TESTO FORNITO:
Ritengo che ci troviamo di fronte a dei provvedimenti importanti, che derivano da un lavoro lungo, partecipato, il cui orientamento ed esito ha avuto sicuramente un protagonista in Mario Valpreda e che in questi giorni ha potuto passare il testimone all'Assessore Artesio, che voglio ringraziare per il lavoro accurato, che credo sia stato riconosciuto anche dalle opposizioni in questi giorni, un lavoro non solo in continuità, ma un lavoro aperto al futuro e anche alle sue difficoltà.
Penso che, in modo particolare quando parliamo di Piano sanitario dobbiamo essere coscienti del fatto che in quel Piano stanno dei principi racchiusi in ordinamenti anche internazionali - indicazioni che arrivano dall'OMS, com'è stato ricordato - ma credo che in quel Piano ci sia anche un pezzo di eredità importante che deriva dai decenni scorsi e dai movimenti sociali che hanno portato alla legge 833 del 1978, istitutiva del servizio sanitario nazionale.

COMPITO:
Ricopia per intero e senza modifiche l'intervento sul Piano sanitario riportato sopra.

RIGHE FORNITE:
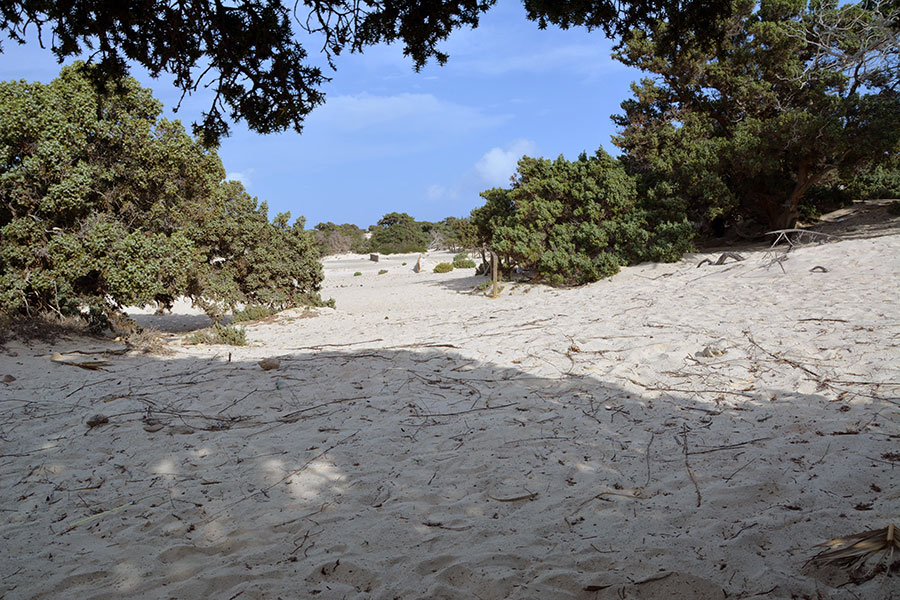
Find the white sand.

==

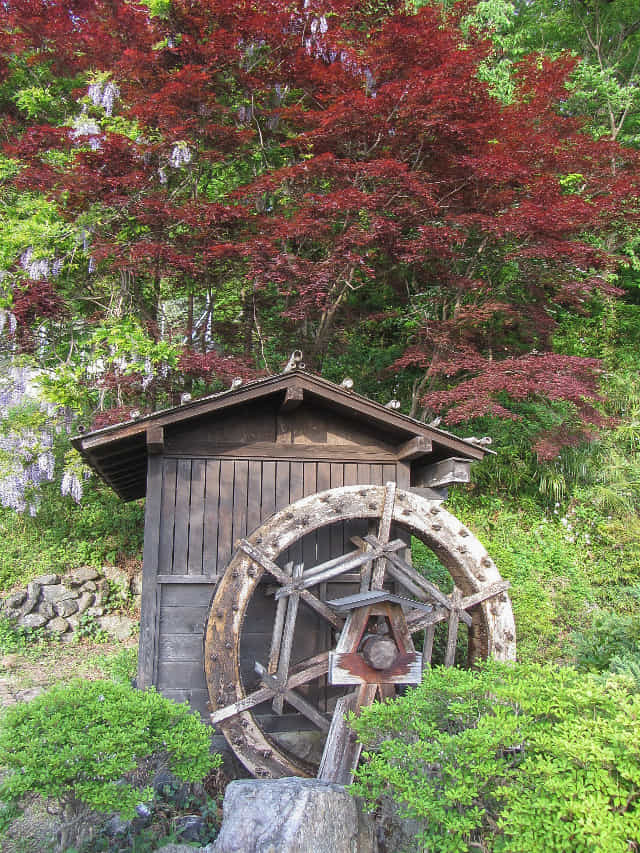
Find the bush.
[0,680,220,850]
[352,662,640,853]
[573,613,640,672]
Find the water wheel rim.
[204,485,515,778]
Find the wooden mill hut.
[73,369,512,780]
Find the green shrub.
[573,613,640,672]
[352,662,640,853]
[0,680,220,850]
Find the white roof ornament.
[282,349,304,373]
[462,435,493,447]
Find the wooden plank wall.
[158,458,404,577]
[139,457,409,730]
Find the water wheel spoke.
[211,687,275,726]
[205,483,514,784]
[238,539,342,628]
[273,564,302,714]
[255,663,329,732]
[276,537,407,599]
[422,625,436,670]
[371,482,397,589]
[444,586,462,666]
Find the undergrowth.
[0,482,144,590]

RISPOSTA:
Ritengo che ci troviamo di fronte a dei provvedimenti importanti, che derivano da un lavoro lungo, partecipato, il cui orientamento ed esito ha avuto sicuramente un protagonista in Mario Valpreda e che in questi giorni ha potuto passare il testimone all'Assessore Artesio, che voglio ringraziare per il lavoro accurato, che credo sia stato riconosciuto anche dalle opposizioni in questi giorni, un lavoro non solo in continuità, ma un lavoro aperto al futuro e anche alle sue difficoltà.
Penso che, in modo particolare quando parliamo di Piano sanitario dobbiamo essere coscienti del fatto che in quel Piano stanno dei principi racchiusi in ordinamenti anche internazionali - indicazioni che arrivano dall'OMS, com'è stato ricordato - ma credo che in quel Piano ci sia anche un pezzo di eredità importante che deriva dai decenni scorsi e dai movimenti sociali che hanno portato alla legge 833 del 1978, istitutiva del servizio sanitario nazionale.